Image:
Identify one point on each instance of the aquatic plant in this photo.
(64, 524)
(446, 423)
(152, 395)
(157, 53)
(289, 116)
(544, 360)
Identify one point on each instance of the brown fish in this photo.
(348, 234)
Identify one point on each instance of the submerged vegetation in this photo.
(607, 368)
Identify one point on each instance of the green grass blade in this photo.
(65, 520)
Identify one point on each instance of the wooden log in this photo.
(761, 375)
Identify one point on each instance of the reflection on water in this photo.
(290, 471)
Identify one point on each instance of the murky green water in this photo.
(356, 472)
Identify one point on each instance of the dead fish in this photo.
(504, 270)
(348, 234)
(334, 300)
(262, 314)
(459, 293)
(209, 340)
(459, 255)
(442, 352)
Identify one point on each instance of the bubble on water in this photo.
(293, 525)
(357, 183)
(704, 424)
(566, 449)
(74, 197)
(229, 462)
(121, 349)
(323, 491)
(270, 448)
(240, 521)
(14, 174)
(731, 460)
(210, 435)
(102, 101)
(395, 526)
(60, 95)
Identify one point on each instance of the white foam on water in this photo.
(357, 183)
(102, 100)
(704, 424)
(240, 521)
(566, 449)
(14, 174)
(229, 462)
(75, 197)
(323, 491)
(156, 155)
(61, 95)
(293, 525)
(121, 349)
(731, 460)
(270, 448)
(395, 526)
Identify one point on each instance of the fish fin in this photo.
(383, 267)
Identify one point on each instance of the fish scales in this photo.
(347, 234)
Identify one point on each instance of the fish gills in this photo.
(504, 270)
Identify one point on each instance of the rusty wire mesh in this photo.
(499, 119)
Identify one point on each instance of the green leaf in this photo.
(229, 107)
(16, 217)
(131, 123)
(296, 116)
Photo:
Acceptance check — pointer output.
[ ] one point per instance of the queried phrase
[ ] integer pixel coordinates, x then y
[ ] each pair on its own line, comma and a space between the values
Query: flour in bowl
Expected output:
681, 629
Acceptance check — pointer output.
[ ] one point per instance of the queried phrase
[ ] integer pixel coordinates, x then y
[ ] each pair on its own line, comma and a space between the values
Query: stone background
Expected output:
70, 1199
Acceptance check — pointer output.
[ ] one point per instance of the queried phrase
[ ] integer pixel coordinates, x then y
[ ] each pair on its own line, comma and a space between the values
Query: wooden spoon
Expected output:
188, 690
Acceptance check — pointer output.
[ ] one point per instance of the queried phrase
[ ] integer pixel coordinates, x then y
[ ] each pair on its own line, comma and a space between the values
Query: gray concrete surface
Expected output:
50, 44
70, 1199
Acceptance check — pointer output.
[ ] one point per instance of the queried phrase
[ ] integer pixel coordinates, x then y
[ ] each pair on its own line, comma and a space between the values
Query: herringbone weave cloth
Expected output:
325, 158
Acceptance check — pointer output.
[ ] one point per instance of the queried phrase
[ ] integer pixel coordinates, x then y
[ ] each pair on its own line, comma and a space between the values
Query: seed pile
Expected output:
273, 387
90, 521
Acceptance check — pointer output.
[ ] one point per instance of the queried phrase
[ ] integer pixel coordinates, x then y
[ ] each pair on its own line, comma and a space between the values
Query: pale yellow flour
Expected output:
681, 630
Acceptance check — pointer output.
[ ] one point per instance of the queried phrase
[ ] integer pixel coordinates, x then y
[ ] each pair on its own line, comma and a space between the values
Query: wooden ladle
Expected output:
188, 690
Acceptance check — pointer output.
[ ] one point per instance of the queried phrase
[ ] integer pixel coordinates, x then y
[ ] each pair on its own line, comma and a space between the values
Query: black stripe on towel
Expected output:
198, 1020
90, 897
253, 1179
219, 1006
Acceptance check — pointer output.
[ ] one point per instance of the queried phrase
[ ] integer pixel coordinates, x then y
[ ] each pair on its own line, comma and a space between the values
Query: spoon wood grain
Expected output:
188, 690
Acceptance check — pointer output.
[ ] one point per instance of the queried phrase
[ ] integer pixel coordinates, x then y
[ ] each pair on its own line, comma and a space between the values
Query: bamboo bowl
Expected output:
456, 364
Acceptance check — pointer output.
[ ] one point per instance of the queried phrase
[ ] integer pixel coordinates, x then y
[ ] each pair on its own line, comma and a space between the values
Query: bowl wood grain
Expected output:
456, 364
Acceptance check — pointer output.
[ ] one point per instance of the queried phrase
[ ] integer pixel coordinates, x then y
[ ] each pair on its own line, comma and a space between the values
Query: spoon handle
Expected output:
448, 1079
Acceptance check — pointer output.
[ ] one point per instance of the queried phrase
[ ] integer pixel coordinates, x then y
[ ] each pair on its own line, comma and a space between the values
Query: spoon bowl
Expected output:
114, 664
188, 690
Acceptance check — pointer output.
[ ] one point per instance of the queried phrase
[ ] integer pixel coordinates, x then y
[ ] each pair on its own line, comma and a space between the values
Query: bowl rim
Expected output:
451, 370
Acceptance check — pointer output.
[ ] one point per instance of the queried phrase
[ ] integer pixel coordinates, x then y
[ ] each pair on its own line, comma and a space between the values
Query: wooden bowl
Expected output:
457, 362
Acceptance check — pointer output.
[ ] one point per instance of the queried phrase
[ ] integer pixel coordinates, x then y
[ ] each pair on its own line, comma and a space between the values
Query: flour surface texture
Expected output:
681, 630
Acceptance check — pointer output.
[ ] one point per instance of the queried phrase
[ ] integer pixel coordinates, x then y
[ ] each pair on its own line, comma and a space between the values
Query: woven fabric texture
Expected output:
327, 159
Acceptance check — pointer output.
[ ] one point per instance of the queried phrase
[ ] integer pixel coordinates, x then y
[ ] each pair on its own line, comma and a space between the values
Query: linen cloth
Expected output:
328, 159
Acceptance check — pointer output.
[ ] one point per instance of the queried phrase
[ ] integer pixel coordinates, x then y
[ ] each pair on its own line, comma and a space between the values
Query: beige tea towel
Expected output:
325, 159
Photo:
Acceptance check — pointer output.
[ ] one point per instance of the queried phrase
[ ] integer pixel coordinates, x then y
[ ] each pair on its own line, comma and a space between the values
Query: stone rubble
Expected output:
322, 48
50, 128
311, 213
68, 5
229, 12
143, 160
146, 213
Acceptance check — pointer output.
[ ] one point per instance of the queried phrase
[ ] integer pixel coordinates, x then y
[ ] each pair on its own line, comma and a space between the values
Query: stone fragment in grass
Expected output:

| Task requirements |
Copy down the material exactly as written.

| Exercise response |
Image:
Identify one point on each instance of the aquatic plant in this photo.
(64, 524)
(446, 423)
(152, 395)
(157, 53)
(289, 116)
(544, 360)
Identify one point on each instance of the brown fish in this photo.
(348, 234)
Identify one point on each instance of the submerged vegetation in this photo.
(607, 368)
Identify one point on each instance of the green grass blade in this photo.
(65, 520)
Identify one point on each instance of the wooden log in this photo.
(761, 375)
Identify one point on each instance of the reflection on water in this photo.
(290, 471)
Identify one point on each instance of the murky green water in this photo.
(356, 472)
Identify one point on each instance of the dead fish in this photo.
(504, 270)
(348, 234)
(334, 300)
(262, 314)
(459, 293)
(209, 340)
(459, 255)
(442, 352)
Identify one point on each instance of the bubble on water in this photo.
(293, 525)
(357, 183)
(704, 424)
(566, 449)
(74, 197)
(229, 462)
(121, 349)
(323, 491)
(270, 448)
(240, 521)
(14, 174)
(731, 460)
(210, 435)
(102, 101)
(395, 526)
(60, 95)
Identify one point on each instance of the white foam on water in this photo.
(357, 183)
(102, 100)
(704, 424)
(240, 521)
(566, 449)
(14, 174)
(229, 462)
(75, 197)
(323, 491)
(156, 155)
(61, 95)
(293, 525)
(121, 349)
(731, 460)
(270, 448)
(395, 526)
Identify one point on each instance of the fish fin in this photo.
(383, 267)
Identify one point on each instance of the fish scales in this photo.
(347, 234)
Identify one point on each instance of the fish gills in this photo.
(504, 270)
Identify one point on each instance of the rusty wire mesh in this photo.
(499, 119)
Identify one point on each instance of the green leaf in this photo.
(229, 107)
(16, 217)
(131, 123)
(296, 116)
Photo:
Acceptance check — pointer output.
[ ] one point per instance of the queried phrase
[ ] integer pixel coordinates, x then y
[ ] each pair on its own line, comma and a space between the values
Query: flour in bowl
Expected output:
681, 629
Acceptance check — pointer output.
[ ] one point per instance of the queried phrase
[ ] integer pixel coordinates, x then y
[ ] each pair on its own line, comma and a space between the values
Query: stone background
Expected output:
70, 1199
Acceptance check — pointer output.
[ ] one point per instance of the queried phrase
[ ] integer pixel coordinates, x then y
[ ] each pair on its own line, comma and a space between the values
Query: wooden spoon
Expected output:
188, 690
Acceptance check — pointer output.
[ ] one point per instance of the queried phrase
[ ] integer pixel coordinates, x then y
[ ] each pair on its own line, comma and a space between the values
Query: gray concrete surface
Expected output:
50, 44
70, 1199
Acceptance check — pointer output.
[ ] one point per instance of the queried phrase
[ ] integer pixel coordinates, x then y
[ ] each pair on its own line, comma and a space between the values
Query: herringbone weave cloth
Expected output:
325, 158
Acceptance check — pointer output.
[ ] one point per instance of the queried phrase
[ ] integer pixel coordinates, x then y
[ ] each pair on its own line, comma and a space between the values
Query: seed pile
Expected output:
273, 387
90, 521
Acceptance check — pointer output.
[ ] one point per instance of the queried phrase
[ ] integer pixel coordinates, x then y
[ ] each pair on its own line, comma and a space between the values
Query: pale yellow flour
Expected output:
681, 630
Acceptance check — pointer output.
[ ] one point per instance of the queried phrase
[ ] integer pixel coordinates, x then y
[ ] each pair on its own line, comma and a space between the values
Query: wooden ladle
Expected output:
188, 690
Acceptance check — pointer output.
[ ] one point per instance of the queried phrase
[ ] integer pixel coordinates, x then y
[ ] each pair on its own line, comma and a space between the values
Query: black stripe on towel
Expected output:
198, 1020
90, 897
253, 1179
219, 1006
Acceptance check — pointer output.
[ ] one point per instance of the queried phrase
[ ] integer pixel coordinates, x then y
[ ] each pair on its own line, comma and a space between the values
Query: spoon wood grain
Expected output:
188, 690
Acceptance check — pointer output.
[ ] one point per instance of the queried phrase
[ ] integer pixel coordinates, x then y
[ ] each pair on its own line, comma and a space between the values
Query: bamboo bowl
Expected output:
456, 364
Acceptance check — pointer output.
[ ] one point per instance of the queried phrase
[ ] integer pixel coordinates, x then y
[ ] each pair on its own line, comma and a space between the values
Query: bowl wood grain
Expected output:
456, 364
Acceptance check — pointer output.
[ ] one point per instance of the queried phrase
[ ] integer pixel coordinates, x then y
[ ] each pair on its own line, comma and a space between the values
Query: spoon handle
Expected output:
448, 1079
Acceptance check — pointer output.
[ ] one point per instance of the queried phrase
[ ] integer pixel coordinates, x then y
[ ] each pair on its own line, comma and a space between the values
Query: spoon bowl
Expected output:
114, 664
188, 690
Acceptance check — pointer output.
[ ] one point per instance of the queried phrase
[ ] integer pixel coordinates, x then y
[ ] each pair on its own line, comma and a space between the values
Query: bowl rim
Expected output:
451, 370
Acceptance check — pointer output.
[ ] one point per instance of the queried phrase
[ ] integer pixel coordinates, x then y
[ ] each pair on its own line, comma and a space between the values
Query: wooden bowl
Expected output:
457, 362
Acceptance check — pointer output.
[ ] one point per instance of the queried phrase
[ ] integer pixel coordinates, x then y
[ ] each pair on its own line, comma and a space between the values
Query: flour surface texture
Expected output:
681, 630
Acceptance check — pointer output.
[ ] one point per instance of the queried phrase
[ ] integer pixel coordinates, x then y
[ ] each pair on its own line, comma and a space between the values
Query: woven fabric texture
Expected output:
327, 159
Acceptance check — pointer output.
[ ] one point per instance of the queried phrase
[ ] integer pixel coordinates, x then y
[ ] each pair on its own line, comma and a space between the values
Query: linen cloth
Expected output:
328, 159
Acceptance check — pointer output.
[ ] one point per instance of the queried phrase
[ ] integer pixel coordinates, x then y
[ ] each pair on its own line, comma and a space between the values
Query: beige tea towel
Expected output:
325, 159
Photo:
Acceptance check — pointer output.
[ ] one point per instance of the queried phrase
[ ] integer pixel coordinates, x then y
[ ] each pair on its own line, comma and a space between the values
Query: stone rubble
Expected output:
322, 48
50, 128
311, 213
68, 5
229, 12
143, 160
146, 213
Acceptance check — pointer output.
[ ] one point per instance of the queried phrase
[ ] integer pixel coordinates, x then y
[ ] each pair on its own line, comma and a space between the values
Query: stone fragment in grass
Expected output:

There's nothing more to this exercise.